◆ Текст упражнения ◆
Иеремиады Толстого против Шекспира составляли в то время злобу дня в петербургских литературных кружках, преклонявшихся перед английским гением…
Но это только примеры. Толстой очень скоро перешел в явную и открытую «оппозицию всему общепринятому в области суждений».
Какое бы мнение не высказывалось, и чем авторитетнее казался ему собеседник, тем настойчивее подзадоривало его высказать противоположное и начать резаться на словах. Глядя, как он прислушивался, как всматривался в собеседника из глубины серых, глубоко запрятанных глаз, и как иронически сжимались его губы, можно было подумать, что он как бы заранее обдумывал не прямой ответ, но такое мнение, которое должно было озадачить, сразить своею неожиданностью собеседника.
Нелады с Тургеневым росли. Толстой скоро переехал от него на собственную квартиру. Но и после этого при встречах часто возникали чисто русские ожесточенные споры, кончавшиеся иногда весьма драматично.
— Я не позволю ему, — говорил с раздувающимися ноздрями Толстой после одной из таких схваток, — ничего делать мне на зло! Это вот он нарочно теперь ходит взад и вперед мимо меня и виляет своими демократическими ляшками!..
С одним из петербургских литераторов (Лонгиновым) дело дошло почти до дуэли. Как-то у Некрасова играли в карты. Принесли письмо от Лонгинова. Некрасов, занятый игрой, просил Толстого распечатать и прочесть вслух письмо. Между прочим Лонгинов в довольно резких выражениях нападал на политическую отсталость и консервативные убеждения графа Толстого. Лев Николаевич промолчал, но, придя домой, немедленно послал Лонгинову вызов на дуэль.
По мнению Тургенева, Толстой никогда не верил в искренность людей. Всякое душевное движение казалось ему фальшью, и он имел привычку необыкновенно проницательным взглядом насквозь пронизывать человека, когда ему казалось, что тот фальшивит.
Толстой сам писал в своем дневнике (10/XI 1852 года): «Я невольно, говоря о чем бы то ни было, говорю глазами такие вещи, которые никому неприятно слышать, и мне самому совестно, что я говорю их».
3
«Оппозиция всему общепринятому», быть может, самая характерная черта Толстого. Она началась с пеленок. Первые воспоминания Толстого относятся к необыкновенно раннему возрасту. Он, спеленутый, лежит в полутьме и надсажается громким криком; ему хочется во что бы то ни стало выбиться из пеленок; над ним тревожно склонились кто-то двое; они сочувствуют, но не развязывают его. «Им кажется, что это нужно (т. е., чтобы я был связан), тогда как я знаю, что это не нужно, и хочу доказать им это, и я заливаюсь криком, противным для самого себя, но неудержимым…». «Мне хочется свободы, она никому не мешает, и я, кому сила нужна, я слаб, а они сильны».

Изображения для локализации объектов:
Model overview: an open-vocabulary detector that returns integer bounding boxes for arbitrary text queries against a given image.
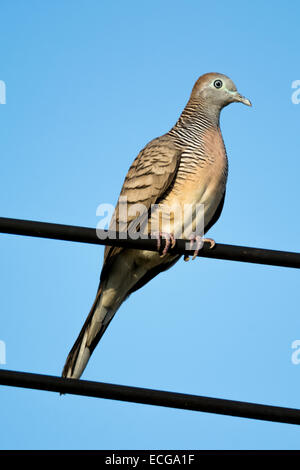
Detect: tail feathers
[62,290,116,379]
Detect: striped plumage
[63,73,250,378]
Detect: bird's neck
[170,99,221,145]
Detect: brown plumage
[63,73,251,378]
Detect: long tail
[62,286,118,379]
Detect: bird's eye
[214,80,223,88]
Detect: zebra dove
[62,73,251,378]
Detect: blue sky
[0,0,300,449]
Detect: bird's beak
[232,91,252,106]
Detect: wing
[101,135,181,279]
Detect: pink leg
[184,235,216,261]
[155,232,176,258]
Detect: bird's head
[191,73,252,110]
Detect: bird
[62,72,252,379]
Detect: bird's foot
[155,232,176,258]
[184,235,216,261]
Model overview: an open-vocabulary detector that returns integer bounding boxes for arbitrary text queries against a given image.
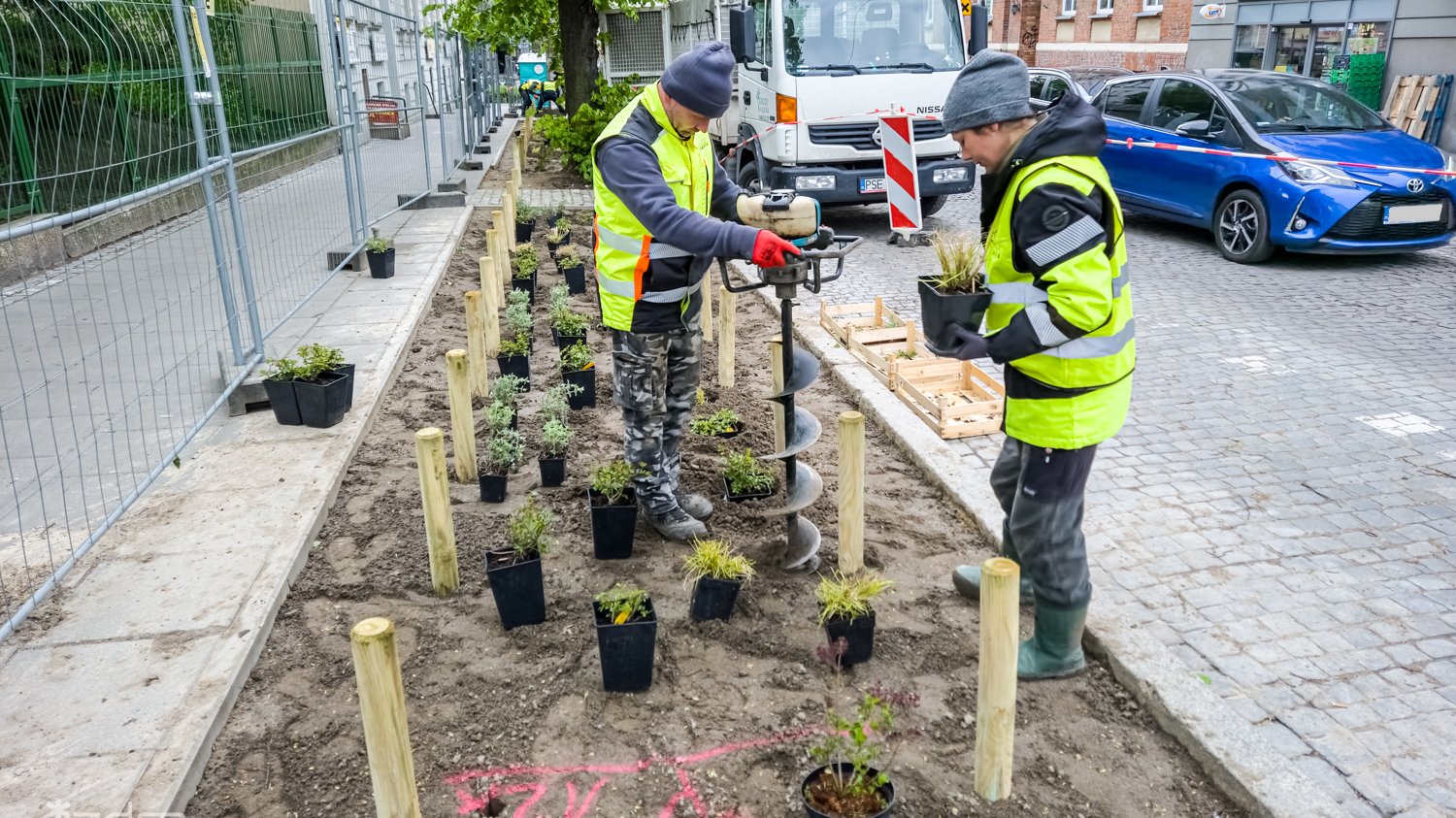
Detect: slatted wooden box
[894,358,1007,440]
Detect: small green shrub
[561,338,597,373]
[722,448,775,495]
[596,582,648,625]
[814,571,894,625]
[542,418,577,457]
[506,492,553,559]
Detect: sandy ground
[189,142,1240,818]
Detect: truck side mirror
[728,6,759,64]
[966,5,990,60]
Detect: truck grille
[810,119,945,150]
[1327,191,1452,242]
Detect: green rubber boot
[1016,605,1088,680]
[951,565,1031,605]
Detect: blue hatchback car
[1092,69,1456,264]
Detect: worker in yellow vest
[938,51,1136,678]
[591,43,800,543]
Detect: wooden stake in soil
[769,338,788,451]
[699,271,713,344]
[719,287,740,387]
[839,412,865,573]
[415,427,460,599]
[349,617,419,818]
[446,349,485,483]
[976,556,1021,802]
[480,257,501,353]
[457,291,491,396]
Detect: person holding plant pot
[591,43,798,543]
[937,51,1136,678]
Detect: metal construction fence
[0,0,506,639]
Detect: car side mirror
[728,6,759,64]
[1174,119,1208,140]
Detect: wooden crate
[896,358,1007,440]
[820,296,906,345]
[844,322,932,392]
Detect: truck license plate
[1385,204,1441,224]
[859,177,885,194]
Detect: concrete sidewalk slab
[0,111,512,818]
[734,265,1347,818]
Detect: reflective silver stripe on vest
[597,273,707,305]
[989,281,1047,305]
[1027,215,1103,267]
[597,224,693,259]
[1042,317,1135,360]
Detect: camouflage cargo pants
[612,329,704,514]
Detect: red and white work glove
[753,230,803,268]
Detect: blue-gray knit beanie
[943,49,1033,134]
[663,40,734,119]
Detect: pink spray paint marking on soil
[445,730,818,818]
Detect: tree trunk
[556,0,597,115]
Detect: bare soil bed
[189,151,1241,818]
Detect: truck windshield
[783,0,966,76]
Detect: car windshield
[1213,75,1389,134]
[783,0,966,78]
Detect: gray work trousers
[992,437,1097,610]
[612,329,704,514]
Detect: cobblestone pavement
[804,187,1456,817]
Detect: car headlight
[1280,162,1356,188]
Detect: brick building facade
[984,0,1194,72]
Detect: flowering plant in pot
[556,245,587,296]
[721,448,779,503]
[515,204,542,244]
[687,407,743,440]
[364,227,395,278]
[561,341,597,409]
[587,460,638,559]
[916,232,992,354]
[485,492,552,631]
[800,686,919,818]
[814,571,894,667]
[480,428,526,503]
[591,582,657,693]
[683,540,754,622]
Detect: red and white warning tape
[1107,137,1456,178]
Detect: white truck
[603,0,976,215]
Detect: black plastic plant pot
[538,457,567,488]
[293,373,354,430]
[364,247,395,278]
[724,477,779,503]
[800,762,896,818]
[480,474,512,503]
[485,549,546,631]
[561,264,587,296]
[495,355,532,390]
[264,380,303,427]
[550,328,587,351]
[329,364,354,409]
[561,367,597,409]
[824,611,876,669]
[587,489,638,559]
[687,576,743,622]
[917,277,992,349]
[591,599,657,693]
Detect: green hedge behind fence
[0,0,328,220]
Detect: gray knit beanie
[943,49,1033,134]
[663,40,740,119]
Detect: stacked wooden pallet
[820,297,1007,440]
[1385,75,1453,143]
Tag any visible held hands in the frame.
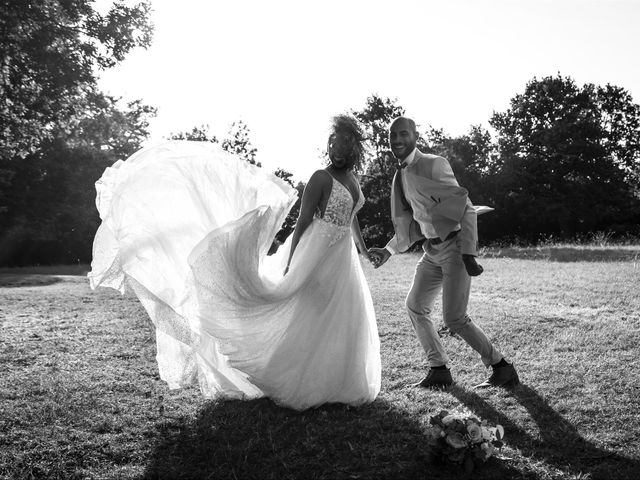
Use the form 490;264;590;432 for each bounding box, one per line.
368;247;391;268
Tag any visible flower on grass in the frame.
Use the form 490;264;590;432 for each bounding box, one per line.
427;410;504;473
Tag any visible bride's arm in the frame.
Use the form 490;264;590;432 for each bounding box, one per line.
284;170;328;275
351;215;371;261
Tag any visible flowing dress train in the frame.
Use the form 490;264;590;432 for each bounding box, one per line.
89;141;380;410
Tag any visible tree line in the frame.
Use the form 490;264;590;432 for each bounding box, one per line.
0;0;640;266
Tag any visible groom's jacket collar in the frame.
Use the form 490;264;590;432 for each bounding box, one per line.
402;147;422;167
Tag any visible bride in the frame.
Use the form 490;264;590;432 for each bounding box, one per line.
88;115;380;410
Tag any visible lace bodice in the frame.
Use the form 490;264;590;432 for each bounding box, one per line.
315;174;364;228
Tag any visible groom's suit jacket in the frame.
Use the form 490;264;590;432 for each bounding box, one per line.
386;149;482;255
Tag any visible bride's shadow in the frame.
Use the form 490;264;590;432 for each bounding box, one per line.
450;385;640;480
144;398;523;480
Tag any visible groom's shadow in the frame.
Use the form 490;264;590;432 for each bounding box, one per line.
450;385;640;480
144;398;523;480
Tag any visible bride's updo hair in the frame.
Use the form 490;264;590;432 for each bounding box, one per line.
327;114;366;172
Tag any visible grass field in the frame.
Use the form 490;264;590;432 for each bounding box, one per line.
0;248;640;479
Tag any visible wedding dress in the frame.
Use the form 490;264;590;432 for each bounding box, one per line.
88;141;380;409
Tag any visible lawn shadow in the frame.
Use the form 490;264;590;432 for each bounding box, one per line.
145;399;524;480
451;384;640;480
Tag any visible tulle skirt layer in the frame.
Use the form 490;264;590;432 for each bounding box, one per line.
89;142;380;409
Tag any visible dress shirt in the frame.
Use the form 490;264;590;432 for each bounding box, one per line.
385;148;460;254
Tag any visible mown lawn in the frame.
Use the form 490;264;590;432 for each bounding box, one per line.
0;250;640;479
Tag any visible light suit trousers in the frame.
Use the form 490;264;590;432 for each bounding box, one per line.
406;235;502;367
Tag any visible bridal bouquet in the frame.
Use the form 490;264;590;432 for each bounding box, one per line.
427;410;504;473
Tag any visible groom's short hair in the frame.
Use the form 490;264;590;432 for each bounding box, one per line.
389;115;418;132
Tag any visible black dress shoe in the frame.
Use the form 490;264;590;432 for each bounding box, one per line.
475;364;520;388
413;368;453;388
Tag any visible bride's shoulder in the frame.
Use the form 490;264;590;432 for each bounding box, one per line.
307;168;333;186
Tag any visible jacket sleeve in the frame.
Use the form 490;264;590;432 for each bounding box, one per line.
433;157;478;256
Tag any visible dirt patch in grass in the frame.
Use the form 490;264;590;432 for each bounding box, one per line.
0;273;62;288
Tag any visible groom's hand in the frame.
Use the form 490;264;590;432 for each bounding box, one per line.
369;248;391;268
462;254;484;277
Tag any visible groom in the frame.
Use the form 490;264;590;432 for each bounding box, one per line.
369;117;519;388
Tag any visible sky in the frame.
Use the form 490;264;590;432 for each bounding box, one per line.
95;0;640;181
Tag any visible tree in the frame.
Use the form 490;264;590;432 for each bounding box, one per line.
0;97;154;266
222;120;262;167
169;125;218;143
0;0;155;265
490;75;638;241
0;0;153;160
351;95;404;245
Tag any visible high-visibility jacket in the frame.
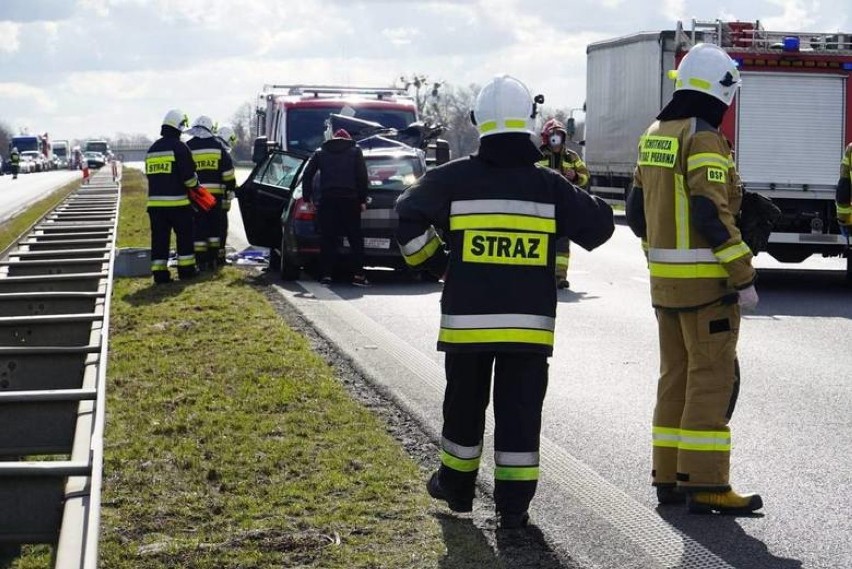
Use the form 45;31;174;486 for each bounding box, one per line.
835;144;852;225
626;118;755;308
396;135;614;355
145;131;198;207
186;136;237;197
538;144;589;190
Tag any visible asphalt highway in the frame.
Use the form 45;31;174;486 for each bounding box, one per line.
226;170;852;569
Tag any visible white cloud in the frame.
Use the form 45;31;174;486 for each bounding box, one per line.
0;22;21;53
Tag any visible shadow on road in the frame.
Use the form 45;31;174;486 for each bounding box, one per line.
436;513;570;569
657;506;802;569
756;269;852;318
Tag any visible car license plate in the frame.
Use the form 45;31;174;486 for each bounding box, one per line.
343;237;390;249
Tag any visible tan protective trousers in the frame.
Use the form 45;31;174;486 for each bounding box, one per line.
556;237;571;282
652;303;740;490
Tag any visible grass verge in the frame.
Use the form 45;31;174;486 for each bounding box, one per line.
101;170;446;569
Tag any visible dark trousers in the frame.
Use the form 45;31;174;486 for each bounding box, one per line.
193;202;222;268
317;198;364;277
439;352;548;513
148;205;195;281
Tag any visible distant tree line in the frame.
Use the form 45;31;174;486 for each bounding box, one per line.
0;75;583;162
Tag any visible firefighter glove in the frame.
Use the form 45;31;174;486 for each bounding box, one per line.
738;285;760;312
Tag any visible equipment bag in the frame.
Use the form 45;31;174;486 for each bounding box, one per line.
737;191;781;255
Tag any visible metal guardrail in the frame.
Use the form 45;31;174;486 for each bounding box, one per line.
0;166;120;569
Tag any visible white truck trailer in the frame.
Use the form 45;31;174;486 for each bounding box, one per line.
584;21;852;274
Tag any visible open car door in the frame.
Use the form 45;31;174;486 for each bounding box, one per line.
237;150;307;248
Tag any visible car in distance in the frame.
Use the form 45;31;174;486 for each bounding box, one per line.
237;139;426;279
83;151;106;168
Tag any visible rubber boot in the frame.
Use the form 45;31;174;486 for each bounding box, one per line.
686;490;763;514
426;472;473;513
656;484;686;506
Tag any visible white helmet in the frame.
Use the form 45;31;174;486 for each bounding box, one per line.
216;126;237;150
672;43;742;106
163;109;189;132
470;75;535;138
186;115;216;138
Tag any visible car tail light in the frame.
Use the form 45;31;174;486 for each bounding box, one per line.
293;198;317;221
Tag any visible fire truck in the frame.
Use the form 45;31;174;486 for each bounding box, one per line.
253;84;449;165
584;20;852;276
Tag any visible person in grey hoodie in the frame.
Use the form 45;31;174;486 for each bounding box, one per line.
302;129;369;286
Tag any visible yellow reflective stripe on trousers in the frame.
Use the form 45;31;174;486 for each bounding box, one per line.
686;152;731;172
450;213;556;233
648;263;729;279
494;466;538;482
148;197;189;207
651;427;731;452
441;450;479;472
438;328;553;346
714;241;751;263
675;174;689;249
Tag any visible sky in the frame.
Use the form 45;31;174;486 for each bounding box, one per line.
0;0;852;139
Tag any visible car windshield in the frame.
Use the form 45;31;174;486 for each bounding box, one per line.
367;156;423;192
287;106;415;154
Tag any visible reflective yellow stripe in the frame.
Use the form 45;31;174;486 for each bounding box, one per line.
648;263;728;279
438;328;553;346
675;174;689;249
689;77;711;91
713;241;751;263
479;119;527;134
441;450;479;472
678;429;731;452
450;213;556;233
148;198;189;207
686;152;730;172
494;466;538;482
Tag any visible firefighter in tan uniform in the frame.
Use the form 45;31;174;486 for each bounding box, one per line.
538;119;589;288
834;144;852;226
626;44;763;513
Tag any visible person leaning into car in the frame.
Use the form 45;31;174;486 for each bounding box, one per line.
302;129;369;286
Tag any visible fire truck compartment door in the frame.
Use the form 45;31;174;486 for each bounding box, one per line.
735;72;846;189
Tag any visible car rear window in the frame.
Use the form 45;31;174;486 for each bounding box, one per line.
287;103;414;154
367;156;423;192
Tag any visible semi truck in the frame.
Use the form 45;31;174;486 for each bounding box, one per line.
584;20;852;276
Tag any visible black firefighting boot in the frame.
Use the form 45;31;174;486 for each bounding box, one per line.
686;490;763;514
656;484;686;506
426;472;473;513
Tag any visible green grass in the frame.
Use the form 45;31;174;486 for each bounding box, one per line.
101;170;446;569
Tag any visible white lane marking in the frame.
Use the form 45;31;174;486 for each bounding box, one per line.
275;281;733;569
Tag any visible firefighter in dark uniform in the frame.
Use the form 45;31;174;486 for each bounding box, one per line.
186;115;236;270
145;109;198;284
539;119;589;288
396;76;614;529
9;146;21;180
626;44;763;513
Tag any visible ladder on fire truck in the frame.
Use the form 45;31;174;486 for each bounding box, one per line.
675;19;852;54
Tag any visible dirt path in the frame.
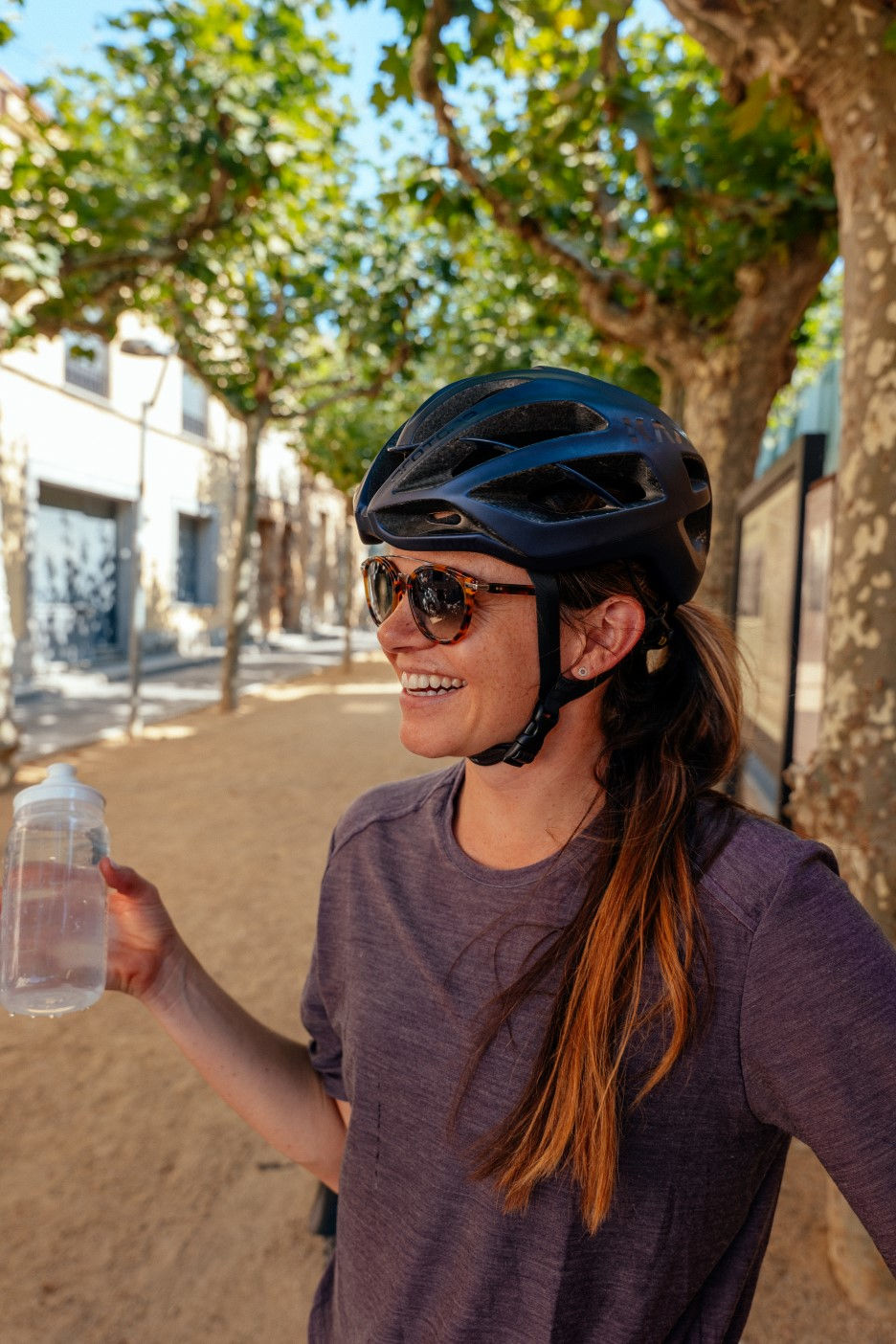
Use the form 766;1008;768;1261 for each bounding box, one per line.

◆ Ваша задача ◆
Выпишите из текста о Толстом фамилии всех людей, которые в нем упомянуты, в порядке их первого появления.

◆ Ответ ниже ◆
Толстой, Шекспир, Тургенев, Лонгинов, Некрасов.